[Directions for this task]:
Reproduce the listing below line for line, without any change. Leave the picture out of your answer.

--------------------------------

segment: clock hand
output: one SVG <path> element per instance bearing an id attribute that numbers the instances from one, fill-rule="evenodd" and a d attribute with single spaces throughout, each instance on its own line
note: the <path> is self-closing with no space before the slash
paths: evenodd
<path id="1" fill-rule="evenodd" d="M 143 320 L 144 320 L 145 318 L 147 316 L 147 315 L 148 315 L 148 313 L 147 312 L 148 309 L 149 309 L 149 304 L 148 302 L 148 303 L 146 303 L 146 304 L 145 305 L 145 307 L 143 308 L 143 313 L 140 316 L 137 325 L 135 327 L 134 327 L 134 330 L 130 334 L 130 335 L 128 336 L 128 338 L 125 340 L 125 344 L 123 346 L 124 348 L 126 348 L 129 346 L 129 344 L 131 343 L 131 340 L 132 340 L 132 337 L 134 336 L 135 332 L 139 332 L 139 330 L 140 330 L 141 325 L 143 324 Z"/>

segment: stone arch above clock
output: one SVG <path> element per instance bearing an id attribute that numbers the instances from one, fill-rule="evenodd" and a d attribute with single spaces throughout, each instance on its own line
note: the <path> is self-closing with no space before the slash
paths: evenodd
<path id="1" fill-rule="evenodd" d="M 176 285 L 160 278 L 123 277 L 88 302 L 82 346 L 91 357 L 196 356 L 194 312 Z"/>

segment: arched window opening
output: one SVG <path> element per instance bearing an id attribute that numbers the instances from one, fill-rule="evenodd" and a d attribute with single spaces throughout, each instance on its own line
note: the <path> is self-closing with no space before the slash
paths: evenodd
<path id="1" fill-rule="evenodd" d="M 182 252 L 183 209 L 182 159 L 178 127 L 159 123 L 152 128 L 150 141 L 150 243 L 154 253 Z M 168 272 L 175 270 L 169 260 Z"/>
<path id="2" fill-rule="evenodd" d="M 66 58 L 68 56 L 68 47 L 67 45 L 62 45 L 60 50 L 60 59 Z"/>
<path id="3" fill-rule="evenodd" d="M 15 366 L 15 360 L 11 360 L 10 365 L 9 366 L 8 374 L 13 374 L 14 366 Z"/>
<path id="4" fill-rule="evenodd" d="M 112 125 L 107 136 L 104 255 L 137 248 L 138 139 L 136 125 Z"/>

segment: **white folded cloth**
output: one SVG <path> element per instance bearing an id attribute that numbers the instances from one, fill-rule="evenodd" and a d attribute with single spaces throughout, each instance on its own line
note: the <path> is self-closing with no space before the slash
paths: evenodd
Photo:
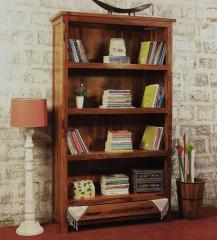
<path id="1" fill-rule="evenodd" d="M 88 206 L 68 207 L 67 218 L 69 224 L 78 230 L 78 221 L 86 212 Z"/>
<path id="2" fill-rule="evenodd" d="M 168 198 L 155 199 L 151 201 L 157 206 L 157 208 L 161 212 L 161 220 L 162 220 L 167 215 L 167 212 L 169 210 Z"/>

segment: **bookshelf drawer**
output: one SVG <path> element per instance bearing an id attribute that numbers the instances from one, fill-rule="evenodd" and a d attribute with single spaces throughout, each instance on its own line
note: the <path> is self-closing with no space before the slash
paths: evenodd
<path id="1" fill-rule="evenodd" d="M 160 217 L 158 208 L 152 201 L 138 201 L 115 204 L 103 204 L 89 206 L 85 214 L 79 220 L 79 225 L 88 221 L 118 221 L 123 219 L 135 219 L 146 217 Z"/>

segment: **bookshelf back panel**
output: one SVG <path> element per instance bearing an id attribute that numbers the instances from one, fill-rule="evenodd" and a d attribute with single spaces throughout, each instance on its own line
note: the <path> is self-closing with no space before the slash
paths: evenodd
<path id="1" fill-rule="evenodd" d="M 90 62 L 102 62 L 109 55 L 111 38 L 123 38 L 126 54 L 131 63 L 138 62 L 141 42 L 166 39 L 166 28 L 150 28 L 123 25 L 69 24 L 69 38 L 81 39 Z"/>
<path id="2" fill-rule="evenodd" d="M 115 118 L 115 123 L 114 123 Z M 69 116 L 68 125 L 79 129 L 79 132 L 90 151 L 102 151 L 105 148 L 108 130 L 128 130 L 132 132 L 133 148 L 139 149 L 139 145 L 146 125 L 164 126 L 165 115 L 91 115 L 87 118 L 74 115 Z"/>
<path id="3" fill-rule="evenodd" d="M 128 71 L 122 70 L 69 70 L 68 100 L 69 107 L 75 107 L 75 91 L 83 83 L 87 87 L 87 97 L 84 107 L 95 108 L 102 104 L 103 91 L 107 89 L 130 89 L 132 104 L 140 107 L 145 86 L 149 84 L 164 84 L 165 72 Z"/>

--------------------------------

[Task solution]:
segment: clock hand
output: one SVG <path> element per instance bearing an id attribute that numbers the instances from one, fill-rule="evenodd" and a d attribute with single spaces throughout, each instance on its own line
note: the <path> is self-closing with no space before the slash
paths: evenodd
<path id="1" fill-rule="evenodd" d="M 143 320 L 144 320 L 145 318 L 147 316 L 147 315 L 148 315 L 148 313 L 147 312 L 148 309 L 149 309 L 149 304 L 148 302 L 148 303 L 146 303 L 146 304 L 145 305 L 145 307 L 143 308 L 143 313 L 140 316 L 137 325 L 135 327 L 134 327 L 134 330 L 130 334 L 130 335 L 128 336 L 128 338 L 125 340 L 125 344 L 123 346 L 124 348 L 126 348 L 129 346 L 129 344 L 131 343 L 131 340 L 132 340 L 132 337 L 134 336 L 135 332 L 139 332 L 139 330 L 140 330 L 141 325 L 143 324 Z"/>

segment: stone arch above clock
output: one SVG <path> element per instance bearing an id attribute that numbers the instances from one, fill-rule="evenodd" and a d attribute with single spaces throughout, each instance on its own line
note: the <path> is self-closing with no space before the slash
paths: evenodd
<path id="1" fill-rule="evenodd" d="M 176 285 L 160 278 L 123 277 L 88 302 L 82 346 L 91 357 L 196 356 L 194 312 Z"/>

segment: arched window opening
output: one SVG <path> element per instance bearing an id attribute that numbers the instances from one, fill-rule="evenodd" and a d attribute with single spaces throughout, each instance on its own line
note: the <path> is self-closing with no space before the slash
paths: evenodd
<path id="1" fill-rule="evenodd" d="M 182 252 L 183 209 L 182 159 L 178 127 L 159 123 L 152 128 L 150 141 L 150 243 L 154 253 Z M 168 272 L 175 270 L 169 260 Z"/>
<path id="2" fill-rule="evenodd" d="M 66 58 L 68 56 L 68 47 L 67 45 L 62 45 L 60 50 L 60 59 Z"/>
<path id="3" fill-rule="evenodd" d="M 15 366 L 15 360 L 11 360 L 10 365 L 9 366 L 8 374 L 13 374 L 14 366 Z"/>
<path id="4" fill-rule="evenodd" d="M 112 125 L 107 136 L 104 255 L 137 248 L 138 139 L 136 125 Z"/>

segment: **white folded cloth**
output: one SVG <path> element per instance bearing an id attribute that numbers the instances from one, fill-rule="evenodd" and a d attribute with single spaces throughout, each instance on its own line
note: the <path> is self-closing with no space before the slash
paths: evenodd
Photo:
<path id="1" fill-rule="evenodd" d="M 88 206 L 68 207 L 67 218 L 69 224 L 78 230 L 78 221 L 86 212 Z"/>
<path id="2" fill-rule="evenodd" d="M 168 198 L 155 199 L 151 201 L 157 206 L 157 208 L 161 212 L 161 220 L 162 220 L 167 215 L 167 212 L 169 210 Z"/>

segment: **bookshelf drawer**
output: one SVG <path> element per instance bearing an id attribute that numbers the instances from one, fill-rule="evenodd" and a d attribute with single spaces throughout, each instance on its own line
note: the <path> is self-closing with no space before the slash
paths: evenodd
<path id="1" fill-rule="evenodd" d="M 160 217 L 158 208 L 152 201 L 138 201 L 115 204 L 103 204 L 89 206 L 85 214 L 79 220 L 79 225 L 88 221 L 118 221 L 123 219 L 135 219 L 146 217 Z"/>

segment: **bookshelf back panel**
output: one SVG <path> element per instance bearing an id attribute that numbers the instances from one, fill-rule="evenodd" and a d attribute with single spaces throughout, each instance on its own line
note: the <path> is self-closing with no space before the slash
paths: evenodd
<path id="1" fill-rule="evenodd" d="M 90 62 L 102 62 L 109 55 L 111 38 L 123 38 L 126 54 L 131 63 L 138 62 L 141 42 L 166 39 L 166 28 L 150 28 L 123 25 L 69 24 L 69 38 L 81 39 Z"/>
<path id="2" fill-rule="evenodd" d="M 115 118 L 115 123 L 114 123 Z M 69 116 L 68 125 L 79 129 L 79 132 L 90 151 L 102 151 L 105 148 L 108 130 L 128 130 L 132 132 L 133 148 L 139 149 L 139 145 L 146 125 L 164 126 L 165 115 L 91 115 L 87 118 L 74 115 Z"/>
<path id="3" fill-rule="evenodd" d="M 128 71 L 122 70 L 69 70 L 68 100 L 69 107 L 75 107 L 75 91 L 83 83 L 87 87 L 87 97 L 84 107 L 95 108 L 102 104 L 103 91 L 107 89 L 130 89 L 132 104 L 140 107 L 145 86 L 149 84 L 164 84 L 165 72 Z"/>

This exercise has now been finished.